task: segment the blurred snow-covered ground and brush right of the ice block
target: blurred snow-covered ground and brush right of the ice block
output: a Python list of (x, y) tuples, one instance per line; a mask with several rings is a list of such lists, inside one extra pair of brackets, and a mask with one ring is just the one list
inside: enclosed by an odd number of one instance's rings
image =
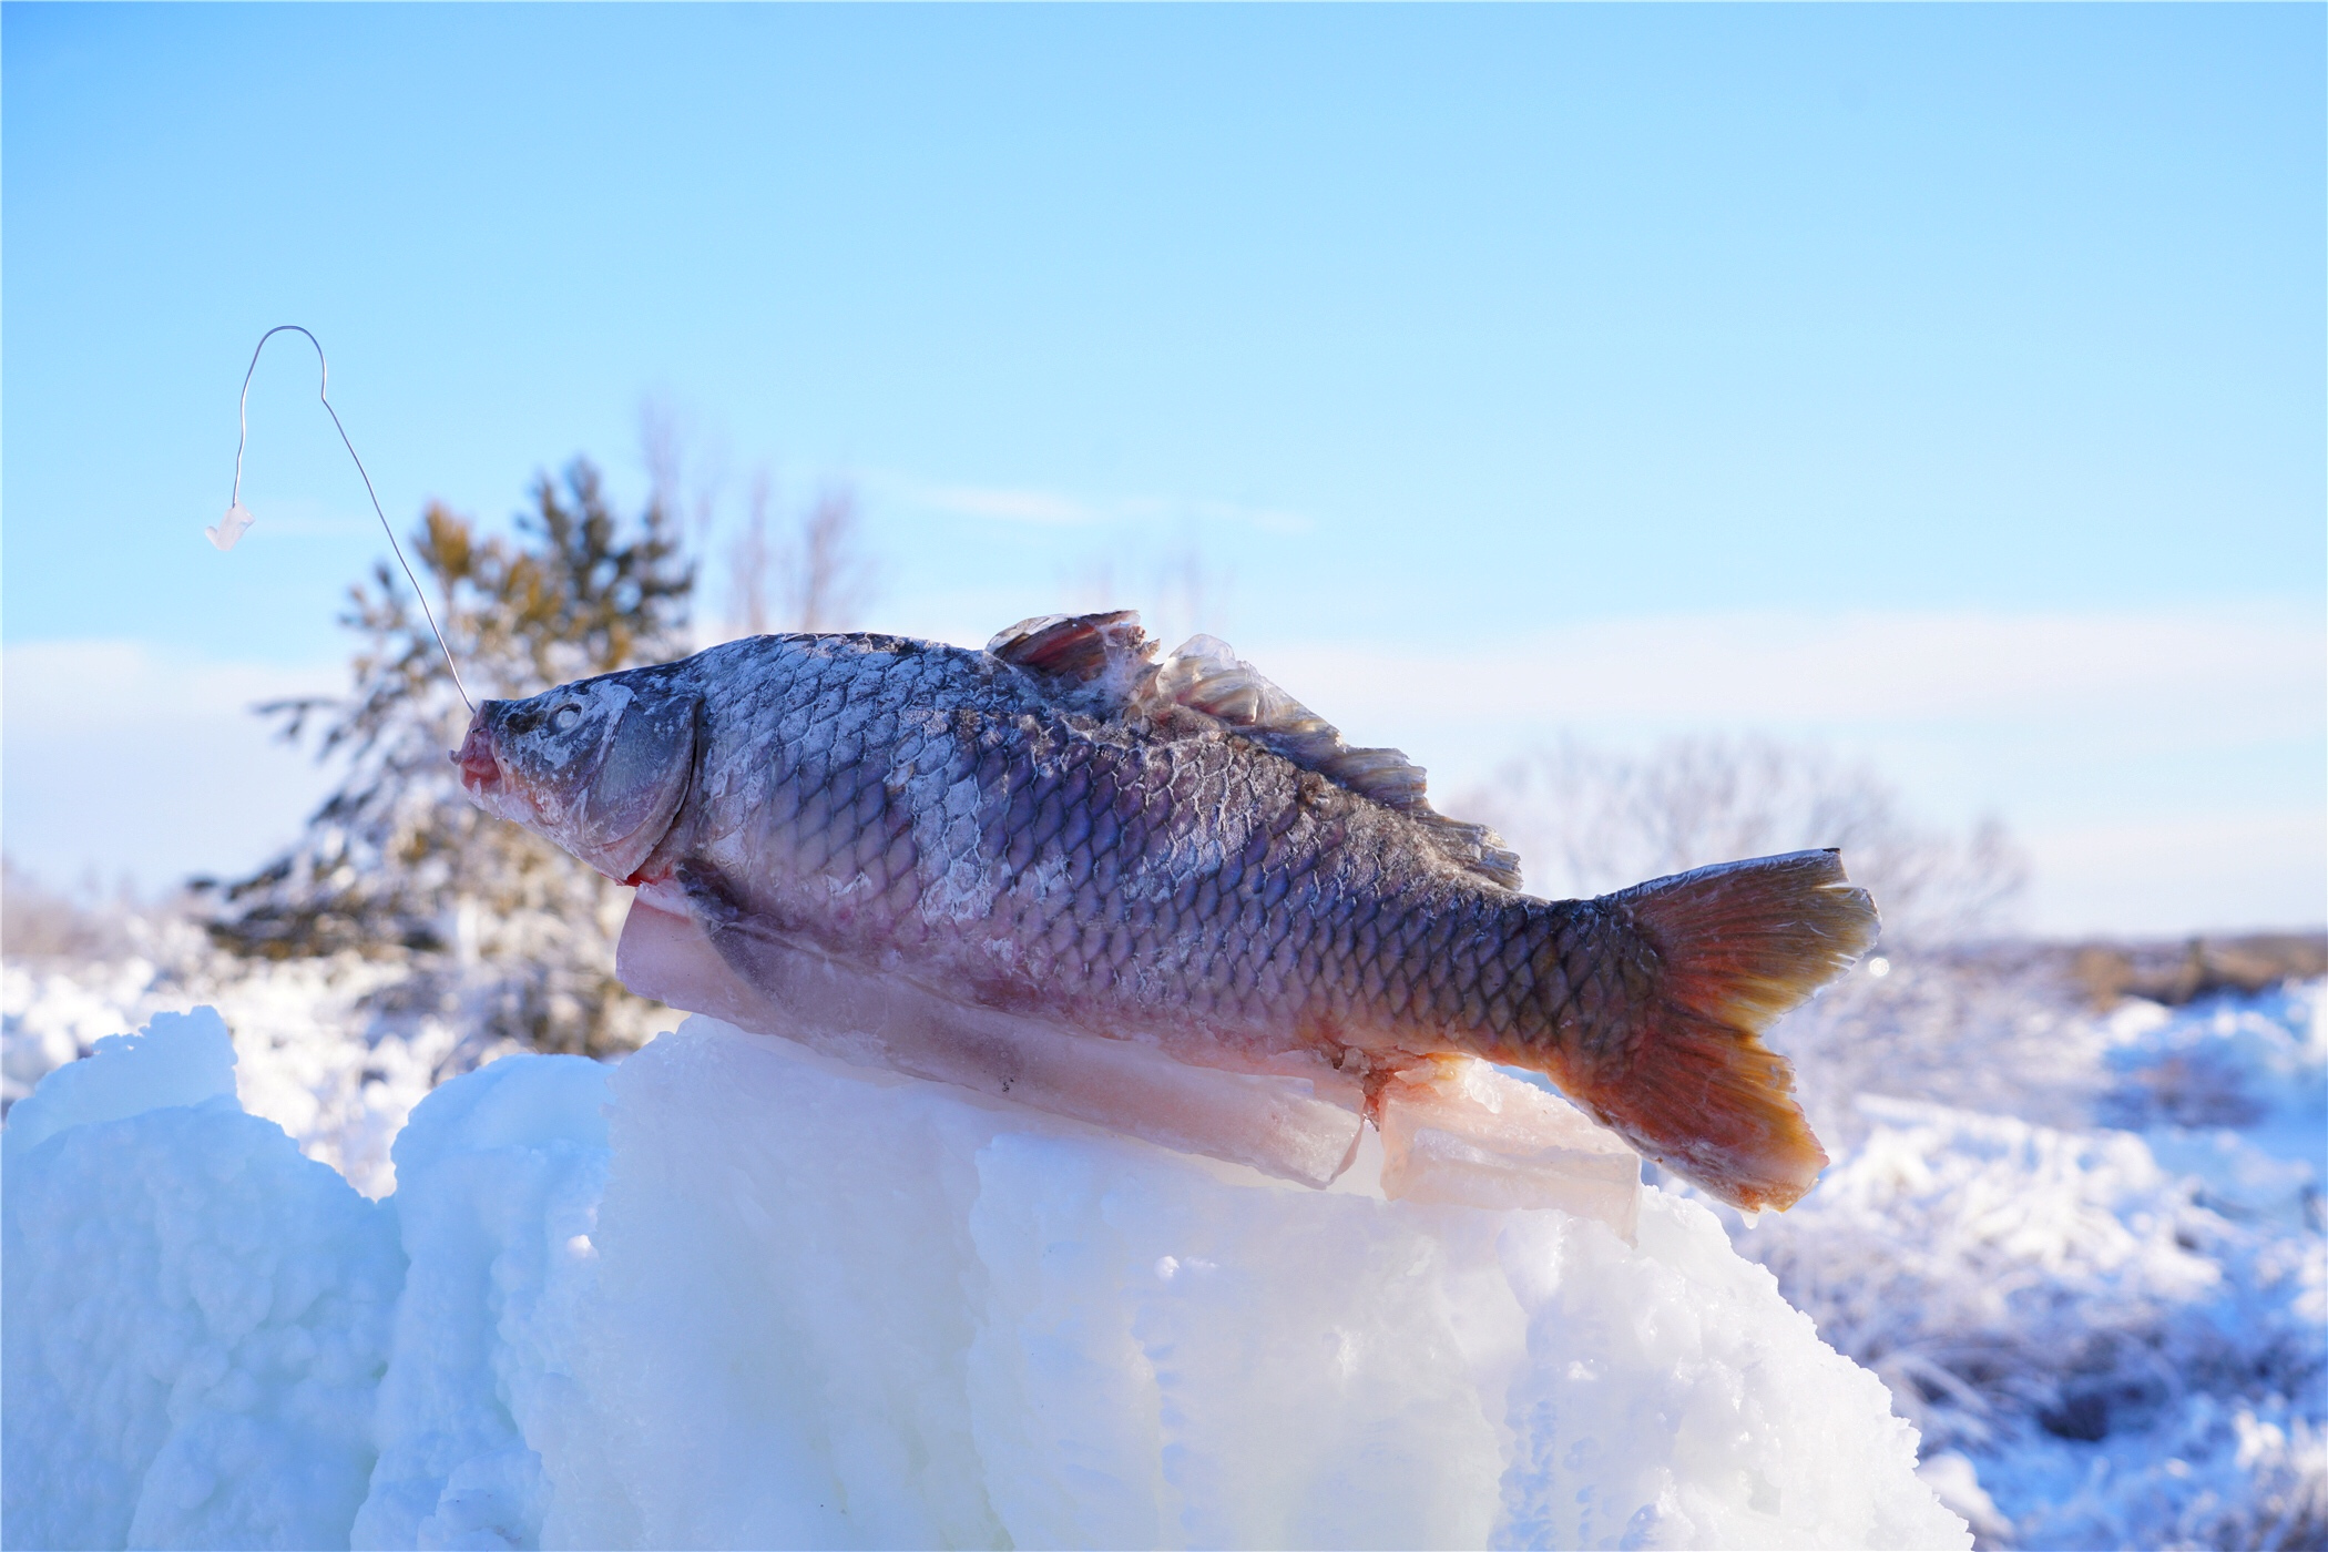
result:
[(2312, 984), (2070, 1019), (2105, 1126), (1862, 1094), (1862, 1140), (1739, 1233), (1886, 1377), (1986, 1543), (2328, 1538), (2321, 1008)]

> [Task details]: In the entries above, how many lines hold "ground"? Answer with the number alone.

> [Answer space]: 2